The United States President Donald Trump has imposed a partial travel restriction on Nigeria, as part of a series of new actions, citing security concerns.

The latest travel restriction will affect new Nigerians hoping to travel to the US, as it cites security concerns and difficulties in vetting nationals.

The travel restrictions also affect citizens of other African as well as Black-majority Caribbean nations.

This development comes months after the American President threatened to invade the country over perceived persecution against Christians.

President Trump had already fully banned the entry of Somalis as well as citizens of Afghanistan, Chad, Republic of the Congo, Equatorial Guinea, Eritrea, Haiti, Iran, Libya, Myanmar, Sudan, and Yemen.

The countries newly subject to partial restrictions, besides Nigeria, are Angola, Antigua and Barbuda, Benin, Dominica, Gabon, The Gambia, Ivory Coast, Malawi, Mauritania, Senegal, Tanzania, Tonga, Zambia and Zimbabwe.
--------------------
#### [COMPLETE THE FOLLOWING]
A) In the travel restriction report, swap "security concerns" for "safety concerns" in the stretch from "The United States President" through "Sudan, and Yemen.".
B) According to the travel restriction report, over what did the American President threaten to invade Nigeria months earlier?

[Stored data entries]
--------------------
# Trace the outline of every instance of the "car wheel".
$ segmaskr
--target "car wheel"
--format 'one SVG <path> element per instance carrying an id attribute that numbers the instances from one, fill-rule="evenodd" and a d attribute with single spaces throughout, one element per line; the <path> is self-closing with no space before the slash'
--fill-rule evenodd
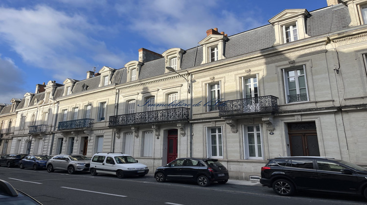
<path id="1" fill-rule="evenodd" d="M 92 168 L 91 169 L 91 175 L 92 176 L 95 176 L 97 175 L 97 171 L 95 170 L 95 168 Z"/>
<path id="2" fill-rule="evenodd" d="M 116 173 L 116 175 L 117 175 L 117 177 L 120 179 L 124 178 L 124 172 L 122 170 L 118 170 Z"/>
<path id="3" fill-rule="evenodd" d="M 285 179 L 278 179 L 273 183 L 273 189 L 280 196 L 292 196 L 294 194 L 295 188 L 293 184 Z"/>
<path id="4" fill-rule="evenodd" d="M 38 166 L 37 166 L 37 164 L 33 164 L 33 170 L 36 170 L 38 169 Z"/>
<path id="5" fill-rule="evenodd" d="M 68 173 L 69 174 L 74 174 L 75 171 L 75 168 L 72 165 L 70 165 L 68 167 Z"/>
<path id="6" fill-rule="evenodd" d="M 226 184 L 226 183 L 227 183 L 227 182 L 228 182 L 228 180 L 224 180 L 224 181 L 220 181 L 218 182 L 218 183 L 219 183 L 219 184 Z"/>
<path id="7" fill-rule="evenodd" d="M 202 175 L 198 177 L 198 184 L 202 186 L 207 186 L 210 184 L 209 179 L 205 176 Z"/>
<path id="8" fill-rule="evenodd" d="M 53 169 L 53 166 L 52 164 L 48 164 L 47 165 L 47 171 L 48 172 L 53 172 L 55 169 Z"/>
<path id="9" fill-rule="evenodd" d="M 162 173 L 159 173 L 156 174 L 156 180 L 158 182 L 163 182 L 166 181 L 166 177 Z"/>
--------------------
#### [WRITTEN ANSWERS]
A)
The United States President Donald Trump has imposed a partial travel restriction on Nigeria, as part of a series of new actions, citing safety concerns.

The latest travel restriction will affect new Nigerians hoping to travel to the US, as it cites safety concerns and difficulties in vetting nationals.

The travel restrictions also affect citizens of other African as well as Black-majority Caribbean nations.

This development comes months after the American President threatened to invade the country over perceived persecution against Christians.

President Trump had already fully banned the entry of Somalis as well as citizens of Afghanistan, Chad, Republic of the Congo, Equatorial Guinea, Eritrea, Haiti, Iran, Libya, Myanmar, Sudan, and Yemen.

B) Perceived persecution against Christians.